# [Aim of the task]
Pick out and copy every line of the entries that contains the word "table", matching its case.

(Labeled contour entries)
---
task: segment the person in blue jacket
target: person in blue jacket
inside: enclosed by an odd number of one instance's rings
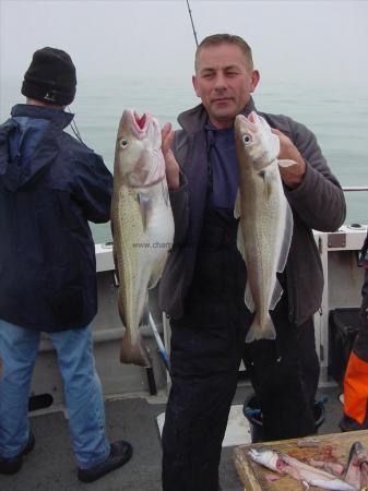
[[[47,332],[63,379],[78,477],[90,482],[122,466],[132,447],[109,444],[105,434],[88,220],[109,220],[112,177],[100,156],[63,131],[75,88],[70,56],[39,49],[24,75],[26,104],[0,125],[0,474],[17,472],[35,444],[28,395]]]

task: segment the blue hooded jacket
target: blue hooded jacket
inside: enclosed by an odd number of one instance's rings
[[[36,331],[83,327],[97,310],[87,221],[109,220],[112,176],[63,132],[72,118],[17,105],[0,125],[0,319]]]

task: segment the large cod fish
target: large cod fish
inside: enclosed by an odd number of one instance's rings
[[[293,236],[293,214],[278,165],[295,163],[277,160],[278,137],[256,112],[236,117],[235,140],[240,172],[235,205],[235,217],[240,217],[237,244],[248,272],[245,302],[256,311],[246,343],[275,339],[269,311],[283,294],[276,273],[285,268]]]
[[[151,367],[140,326],[147,313],[147,290],[164,270],[174,239],[161,129],[150,113],[124,110],[114,164],[111,228],[119,278],[118,308],[124,333],[120,361]]]

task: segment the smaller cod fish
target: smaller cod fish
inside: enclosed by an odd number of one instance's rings
[[[354,486],[342,479],[332,476],[321,469],[316,469],[287,454],[272,450],[250,448],[249,456],[257,464],[274,470],[275,472],[287,475],[300,481],[304,486],[316,486],[322,489],[334,491],[359,491]]]
[[[111,228],[119,277],[118,307],[124,334],[120,361],[151,367],[140,326],[147,290],[161,278],[174,239],[161,129],[149,112],[124,110],[114,164]]]
[[[281,296],[276,273],[282,273],[293,236],[293,214],[285,197],[277,161],[278,137],[268,122],[254,111],[235,119],[235,141],[240,171],[240,185],[234,215],[240,217],[238,250],[247,264],[245,302],[256,311],[246,343],[275,339],[270,316]]]

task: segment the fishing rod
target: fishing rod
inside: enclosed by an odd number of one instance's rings
[[[194,34],[195,45],[198,47],[197,32],[195,32],[195,27],[194,27],[194,23],[193,23],[192,11],[191,11],[190,5],[189,5],[189,0],[187,0],[187,7],[188,7],[189,16],[190,16],[190,22],[192,24],[192,29],[193,29],[193,34]]]

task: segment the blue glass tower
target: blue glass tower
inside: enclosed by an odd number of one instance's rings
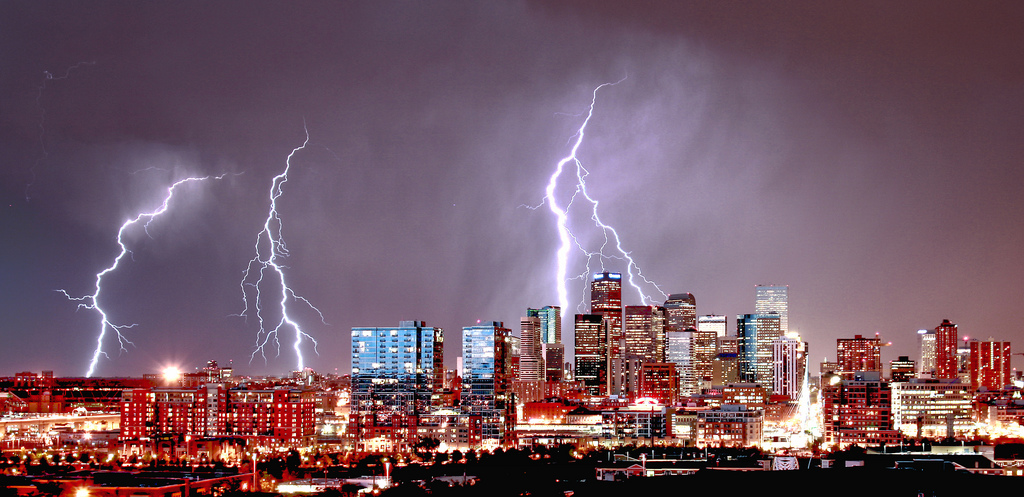
[[[444,379],[444,331],[422,321],[352,328],[352,413],[430,412]]]
[[[513,434],[511,337],[499,321],[462,329],[462,409],[480,416],[484,448],[504,446]]]

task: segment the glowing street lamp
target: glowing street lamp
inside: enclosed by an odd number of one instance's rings
[[[167,384],[177,383],[181,379],[181,370],[174,366],[164,368],[164,381]]]

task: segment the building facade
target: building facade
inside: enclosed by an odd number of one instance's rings
[[[499,321],[462,329],[462,410],[480,416],[481,445],[508,446],[515,437],[511,394],[512,332]]]
[[[754,314],[777,314],[781,334],[790,332],[790,287],[758,285],[754,288]]]

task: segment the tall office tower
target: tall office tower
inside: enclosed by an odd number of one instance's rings
[[[541,342],[562,342],[562,308],[558,305],[545,305],[541,308],[526,309],[526,316],[541,319]]]
[[[712,363],[712,384],[726,385],[739,382],[739,340],[734,336],[718,339],[718,354]]]
[[[779,329],[786,334],[790,331],[790,287],[758,285],[754,290],[754,313],[777,314]]]
[[[693,375],[700,388],[712,385],[712,369],[718,356],[718,332],[693,330]]]
[[[627,356],[640,358],[644,363],[664,362],[665,307],[627,305],[623,314],[623,337]]]
[[[640,385],[637,397],[649,398],[658,404],[671,406],[678,399],[679,378],[672,363],[645,363],[640,366]]]
[[[921,377],[935,377],[935,330],[918,330],[918,338],[921,341],[921,369],[918,370]]]
[[[781,317],[777,314],[736,316],[739,340],[739,377],[743,381],[772,384],[772,343],[782,336]]]
[[[665,301],[666,328],[683,331],[697,327],[697,299],[692,293],[673,293]]]
[[[599,315],[607,322],[608,333],[605,345],[605,387],[606,396],[620,395],[626,381],[623,355],[626,343],[623,340],[623,275],[618,273],[598,273],[590,285],[590,314]]]
[[[882,445],[899,441],[893,404],[892,388],[878,372],[829,381],[821,388],[825,444],[845,449],[851,444]]]
[[[546,380],[562,381],[565,379],[565,345],[549,343],[544,346],[544,364],[547,369]]]
[[[520,340],[518,336],[509,335],[509,338],[506,341],[508,342],[508,350],[506,350],[506,354],[508,355],[509,381],[512,381],[519,377]]]
[[[697,318],[697,331],[714,331],[717,337],[728,335],[728,326],[725,316],[708,315]]]
[[[565,377],[562,365],[565,359],[565,345],[562,344],[562,308],[558,305],[545,305],[541,308],[527,309],[526,316],[541,319],[541,343],[548,381],[562,381]]]
[[[487,450],[507,445],[514,436],[511,337],[499,321],[462,329],[462,410],[480,416],[481,443]]]
[[[1010,342],[971,340],[971,390],[1000,390],[1010,384]]]
[[[800,395],[800,340],[776,338],[772,343],[772,391],[796,399]]]
[[[699,394],[696,374],[693,371],[693,328],[685,331],[670,331],[669,346],[666,350],[666,362],[676,365],[676,375],[679,378],[679,395],[688,397]]]
[[[956,378],[958,364],[956,358],[956,325],[949,320],[935,328],[935,377]]]
[[[916,377],[918,363],[907,356],[889,361],[889,381],[893,383],[910,381]]]
[[[351,411],[377,419],[428,413],[444,383],[444,331],[422,321],[352,328]]]
[[[665,307],[652,305],[650,310],[650,333],[654,337],[654,361],[655,363],[666,362],[665,358],[669,346],[668,331],[669,317]]]
[[[853,338],[838,338],[836,340],[836,362],[844,378],[852,378],[853,373],[860,371],[882,372],[882,339],[864,338],[854,335]]]
[[[608,320],[608,343],[611,357],[622,355],[623,338],[623,275],[618,273],[595,274],[590,284],[590,314]]]
[[[583,382],[588,395],[607,395],[607,322],[600,315],[578,314],[574,323],[574,378]]]
[[[541,343],[541,318],[519,320],[519,381],[544,381],[544,348]]]

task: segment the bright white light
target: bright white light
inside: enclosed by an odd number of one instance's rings
[[[174,383],[179,379],[181,379],[181,370],[175,368],[174,366],[164,368],[164,381]]]

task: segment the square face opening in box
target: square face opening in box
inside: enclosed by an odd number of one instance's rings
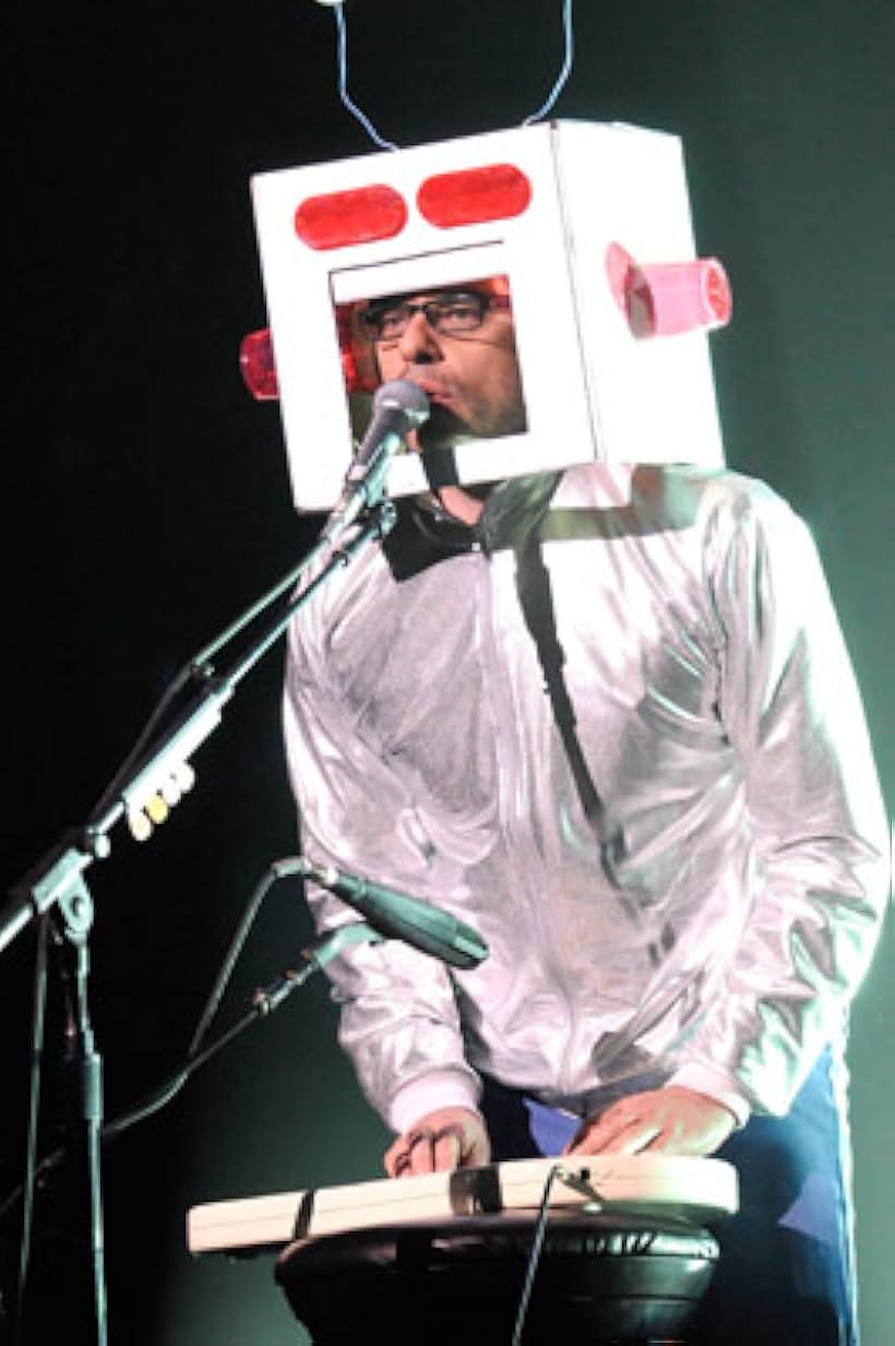
[[[353,437],[363,439],[374,390],[408,380],[429,415],[405,452],[421,452],[431,486],[456,482],[459,446],[528,431],[510,280],[475,272],[423,284],[405,275],[384,292],[381,279],[375,293],[334,304]],[[511,444],[505,452],[511,468]]]

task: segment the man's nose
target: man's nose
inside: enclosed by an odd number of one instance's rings
[[[431,365],[440,359],[441,347],[437,332],[429,324],[424,312],[410,314],[406,327],[398,339],[398,351],[408,365]]]

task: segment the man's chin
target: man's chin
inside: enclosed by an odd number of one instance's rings
[[[428,420],[417,431],[419,444],[425,454],[440,448],[452,448],[459,440],[472,437],[472,431],[466,421],[437,402],[432,404]]]

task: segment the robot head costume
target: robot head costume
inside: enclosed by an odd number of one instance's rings
[[[377,385],[363,315],[432,292],[511,306],[522,428],[459,441],[462,485],[585,462],[723,466],[707,332],[723,267],[697,258],[677,136],[554,121],[253,178],[269,328],[241,362],[279,397],[295,506],[338,498]],[[392,497],[428,487],[398,454]]]

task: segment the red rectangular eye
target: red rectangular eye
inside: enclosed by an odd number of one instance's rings
[[[357,187],[308,197],[295,213],[295,232],[308,248],[347,248],[393,238],[404,229],[406,214],[404,198],[393,187]]]
[[[416,203],[424,219],[439,229],[480,225],[521,215],[532,199],[532,183],[513,164],[489,164],[436,174],[420,187]]]

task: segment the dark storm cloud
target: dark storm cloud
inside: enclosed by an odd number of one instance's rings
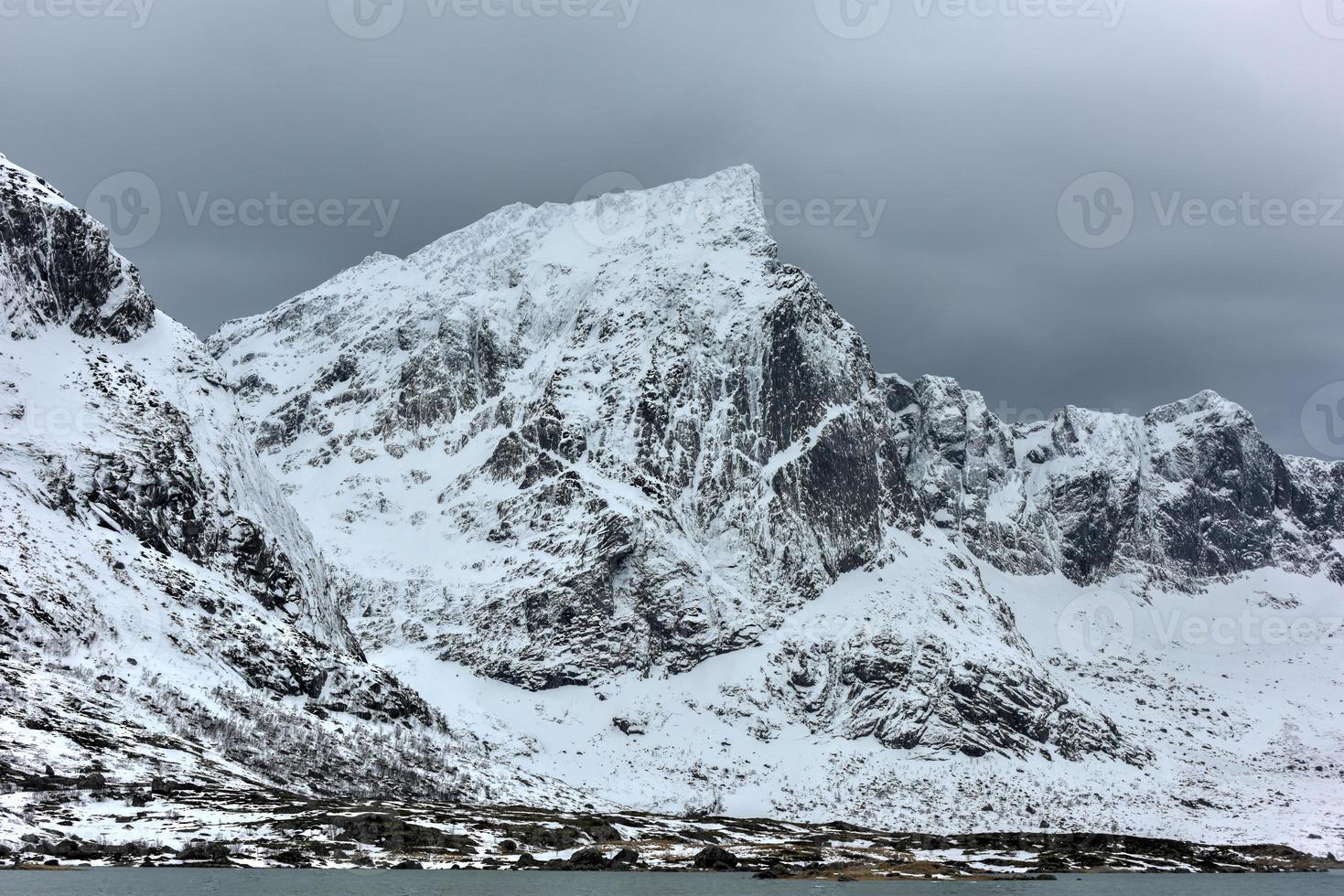
[[[157,191],[126,254],[203,334],[509,201],[750,161],[883,369],[1027,418],[1214,388],[1332,447],[1301,424],[1344,380],[1328,0],[360,4],[0,0],[0,152],[125,214]],[[1079,201],[1101,236],[1060,223]]]

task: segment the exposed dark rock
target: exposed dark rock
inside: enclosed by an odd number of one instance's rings
[[[696,868],[708,868],[712,870],[731,870],[737,868],[741,861],[737,856],[730,853],[722,846],[706,846],[699,853],[695,854],[695,861],[692,862]]]

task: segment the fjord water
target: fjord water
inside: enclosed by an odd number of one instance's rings
[[[1058,881],[753,880],[746,875],[583,875],[540,872],[378,872],[230,869],[73,869],[0,872],[0,893],[24,896],[802,896],[853,892],[895,896],[1054,893],[1056,896],[1316,896],[1344,893],[1329,875],[1086,875]]]

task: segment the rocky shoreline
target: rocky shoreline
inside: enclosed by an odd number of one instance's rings
[[[12,869],[310,868],[726,872],[759,879],[1052,880],[1079,873],[1325,872],[1288,846],[1121,834],[937,836],[844,822],[306,799],[155,779],[52,782],[0,795]]]

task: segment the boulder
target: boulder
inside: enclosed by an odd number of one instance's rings
[[[731,870],[739,864],[742,864],[741,860],[722,846],[706,846],[695,856],[696,868]]]

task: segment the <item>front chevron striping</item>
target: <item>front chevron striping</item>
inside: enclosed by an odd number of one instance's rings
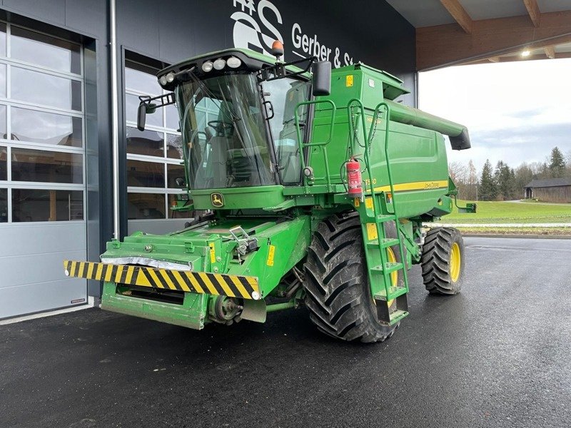
[[[257,277],[70,260],[64,261],[64,268],[69,276],[89,280],[243,299],[254,299],[253,295],[260,298]]]

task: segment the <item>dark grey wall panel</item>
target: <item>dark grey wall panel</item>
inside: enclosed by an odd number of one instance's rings
[[[167,8],[168,1],[156,0],[118,0],[117,1],[117,37],[121,46],[156,59],[160,26],[159,7]],[[180,44],[178,40],[175,43]]]
[[[14,12],[39,17],[44,22],[66,23],[66,0],[4,0],[2,4]]]
[[[69,28],[98,38],[106,36],[107,1],[105,0],[67,0],[65,12],[66,25]]]

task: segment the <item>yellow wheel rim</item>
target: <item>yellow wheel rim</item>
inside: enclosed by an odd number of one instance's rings
[[[462,264],[462,256],[460,254],[460,246],[458,243],[452,244],[450,248],[450,278],[453,282],[458,280],[460,277],[460,265]]]

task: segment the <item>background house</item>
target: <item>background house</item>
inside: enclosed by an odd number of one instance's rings
[[[571,203],[571,178],[534,180],[525,188],[525,198],[544,202]]]

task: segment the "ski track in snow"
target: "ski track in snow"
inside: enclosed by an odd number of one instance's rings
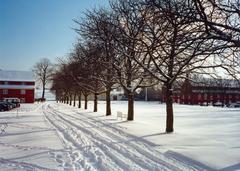
[[[67,148],[65,156],[51,153],[64,170],[207,170],[164,155],[150,143],[138,141],[137,137],[80,113],[76,108],[68,109],[61,108],[60,104],[43,106],[46,121]]]

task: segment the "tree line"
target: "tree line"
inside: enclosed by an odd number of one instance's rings
[[[121,87],[128,98],[127,120],[134,120],[134,93],[161,84],[166,96],[166,132],[173,132],[173,85],[188,77],[217,75],[219,68],[239,76],[240,1],[111,0],[109,7],[74,19],[78,40],[59,62],[52,90],[72,103]]]

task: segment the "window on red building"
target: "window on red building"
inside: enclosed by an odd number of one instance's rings
[[[8,94],[8,89],[3,89],[3,94]]]
[[[21,90],[21,94],[26,94],[26,90]]]

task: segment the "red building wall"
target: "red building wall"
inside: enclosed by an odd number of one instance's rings
[[[0,85],[5,85],[4,81],[0,82]],[[17,82],[11,81],[7,82],[7,85],[29,85],[34,86],[34,82]],[[7,90],[7,94],[4,94],[3,91]],[[21,94],[21,90],[25,90],[25,94]],[[19,98],[23,103],[34,103],[34,88],[31,89],[13,89],[13,88],[0,88],[0,100],[4,98]]]

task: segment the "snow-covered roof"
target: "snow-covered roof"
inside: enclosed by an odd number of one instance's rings
[[[34,85],[0,85],[1,89],[34,89]]]
[[[211,86],[211,87],[231,87],[239,88],[240,81],[234,79],[213,79],[213,78],[201,78],[198,80],[191,80],[192,86]]]
[[[0,71],[0,81],[34,82],[31,71]]]

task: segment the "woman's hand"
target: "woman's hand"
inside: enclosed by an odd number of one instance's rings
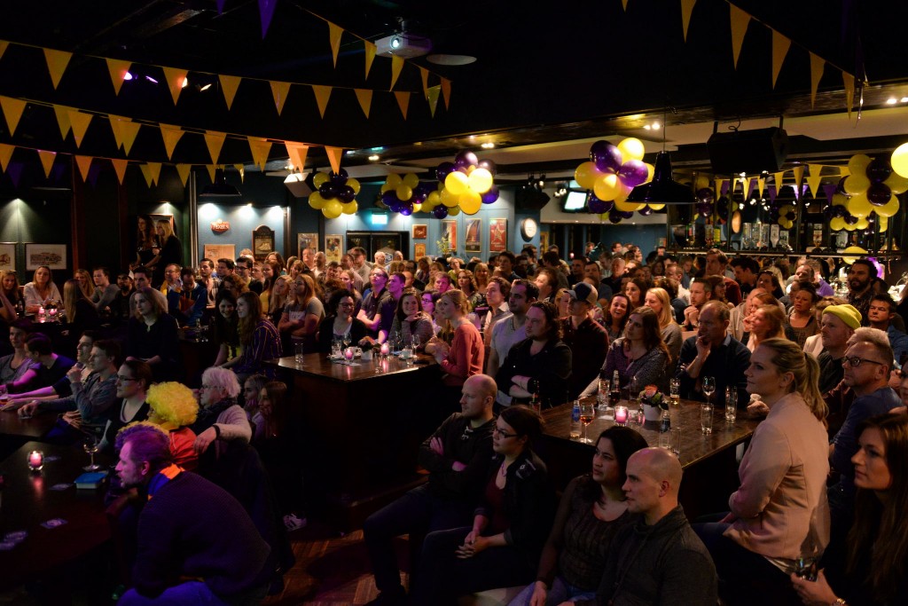
[[[791,579],[794,591],[806,606],[827,606],[838,599],[823,571],[817,573],[816,581],[807,581],[794,574],[791,575]]]

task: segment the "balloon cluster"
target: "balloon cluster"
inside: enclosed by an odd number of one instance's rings
[[[864,154],[851,157],[848,170],[849,175],[839,182],[833,195],[832,205],[824,211],[829,227],[836,232],[867,229],[879,217],[880,231],[884,232],[889,217],[899,210],[895,194],[908,190],[908,177],[894,172],[890,160]]]
[[[637,185],[648,183],[656,170],[643,162],[646,152],[639,139],[629,137],[613,145],[607,141],[597,141],[589,148],[589,161],[574,171],[574,180],[584,189],[591,190],[587,200],[590,213],[613,224],[629,219],[637,211],[652,214],[665,204],[627,203],[627,196]]]
[[[458,153],[454,162],[442,162],[436,167],[439,184],[426,196],[422,210],[432,213],[436,219],[456,216],[460,211],[476,214],[482,204],[498,199],[493,180],[496,170],[491,160],[479,160],[469,151]]]
[[[356,194],[360,193],[360,182],[350,179],[344,169],[339,173],[316,173],[312,184],[319,191],[310,194],[309,205],[321,211],[326,219],[337,219],[341,214],[354,214],[359,209]]]

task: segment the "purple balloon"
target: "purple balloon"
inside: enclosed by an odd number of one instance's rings
[[[649,170],[640,160],[628,160],[621,164],[618,176],[621,177],[621,183],[627,187],[637,187],[649,176]]]
[[[589,159],[600,173],[617,173],[621,168],[621,150],[607,141],[594,143],[589,148]]]
[[[435,178],[441,183],[445,182],[445,179],[449,174],[457,170],[457,167],[452,162],[442,162],[435,169]]]
[[[875,160],[873,162],[876,162]],[[889,171],[892,173],[892,170]],[[893,197],[893,190],[884,183],[872,183],[867,188],[867,199],[874,206],[885,206]]]
[[[479,159],[476,157],[476,154],[473,154],[469,150],[458,152],[458,154],[454,156],[454,166],[461,173],[466,173],[468,168],[476,166],[479,164]]]
[[[495,176],[495,174],[498,172],[498,165],[489,159],[479,160],[479,164],[478,165],[479,168],[485,168],[487,171],[491,173],[492,176]]]
[[[489,188],[488,192],[486,192],[480,196],[480,198],[482,200],[482,204],[492,204],[493,202],[498,199],[498,186],[492,185],[490,188]]]
[[[893,167],[885,158],[874,158],[867,164],[866,173],[870,183],[883,183],[893,174]],[[886,202],[889,200],[887,199]]]

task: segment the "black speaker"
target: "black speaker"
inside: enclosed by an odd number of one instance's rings
[[[775,173],[788,157],[788,134],[777,127],[714,133],[706,148],[718,174]]]

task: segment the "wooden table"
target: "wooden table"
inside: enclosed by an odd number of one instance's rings
[[[622,401],[627,406],[627,402]],[[700,402],[682,400],[672,407],[672,425],[681,428],[681,452],[678,459],[685,470],[681,482],[680,500],[688,518],[728,509],[728,495],[738,486],[736,446],[750,439],[759,419],[747,417],[738,411],[735,422],[727,422],[725,411],[716,407],[713,412],[713,432],[700,431]],[[596,440],[604,430],[613,426],[613,421],[597,418],[587,427],[588,436]],[[571,405],[562,404],[543,411],[543,443],[540,456],[548,465],[550,476],[558,489],[563,489],[574,477],[589,472],[594,444],[570,439]],[[658,423],[647,422],[643,427],[628,423],[650,446],[657,446]]]
[[[391,358],[350,366],[325,353],[274,360],[301,428],[306,493],[325,506],[340,529],[359,527],[371,512],[424,481],[416,472],[419,443],[454,411],[439,404],[441,371],[430,356],[413,366]]]
[[[31,451],[59,459],[33,472],[25,463]],[[101,462],[100,455],[95,459]],[[0,463],[5,486],[0,492],[0,538],[16,531],[28,532],[11,551],[0,551],[0,587],[17,586],[41,577],[55,579],[55,569],[110,538],[103,488],[51,490],[55,484],[73,482],[84,473],[82,468],[88,460],[81,448],[29,442]],[[54,518],[63,518],[66,523],[53,529],[41,525]]]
---
# [Complete response]
task: segment the "wooden table"
target: "wooden table"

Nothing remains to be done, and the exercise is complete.